*WHAT YOU NEED TO DO:* Transcribe exactly the lines from the one holding "Guideline: for every instance of the white" to the end of the data below, including both of those lines and no others.

--- Start ---

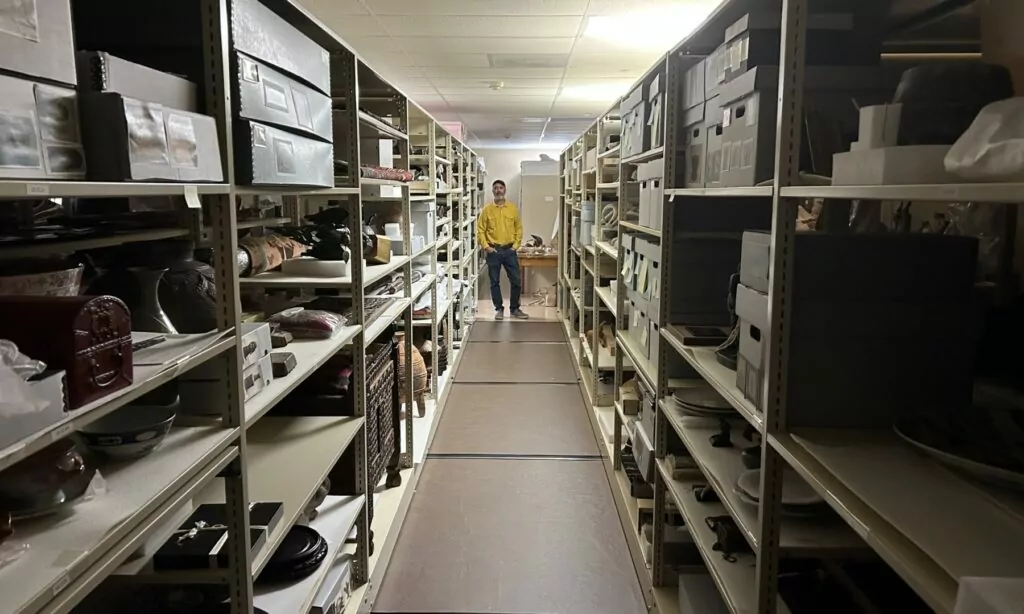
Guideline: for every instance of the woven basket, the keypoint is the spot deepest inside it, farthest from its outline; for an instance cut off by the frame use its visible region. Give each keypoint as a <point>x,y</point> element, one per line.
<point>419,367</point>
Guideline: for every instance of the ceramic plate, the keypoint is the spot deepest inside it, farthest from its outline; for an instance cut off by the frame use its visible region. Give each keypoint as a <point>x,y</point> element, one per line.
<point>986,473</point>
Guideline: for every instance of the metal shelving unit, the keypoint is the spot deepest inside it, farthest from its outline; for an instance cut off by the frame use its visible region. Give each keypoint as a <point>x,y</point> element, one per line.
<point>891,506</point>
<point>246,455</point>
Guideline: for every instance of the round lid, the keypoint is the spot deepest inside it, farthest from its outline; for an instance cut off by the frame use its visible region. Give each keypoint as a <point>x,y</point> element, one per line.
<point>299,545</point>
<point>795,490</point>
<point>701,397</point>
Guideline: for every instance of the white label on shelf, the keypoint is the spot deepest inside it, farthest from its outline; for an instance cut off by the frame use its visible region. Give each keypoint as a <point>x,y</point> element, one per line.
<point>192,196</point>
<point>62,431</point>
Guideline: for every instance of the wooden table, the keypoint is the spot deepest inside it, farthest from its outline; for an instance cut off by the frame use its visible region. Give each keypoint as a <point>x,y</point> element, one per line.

--- End ---

*EXERCISE ANSWER:*
Guideline: for every instance of the white label on shelf, the keypoint is the spot deepest inside it, farthest from its outline; for an instance cut off by the frame use its visible region. Give each keypoint as a <point>x,y</point> element, one per line.
<point>192,196</point>
<point>62,431</point>
Guideline: for every instance of the wooden table, the keypoint is the spot deepest inside it, farthest from its outline; for an instance cut off by the frame use its visible region. Give each keypoint as a <point>x,y</point> element, one per line.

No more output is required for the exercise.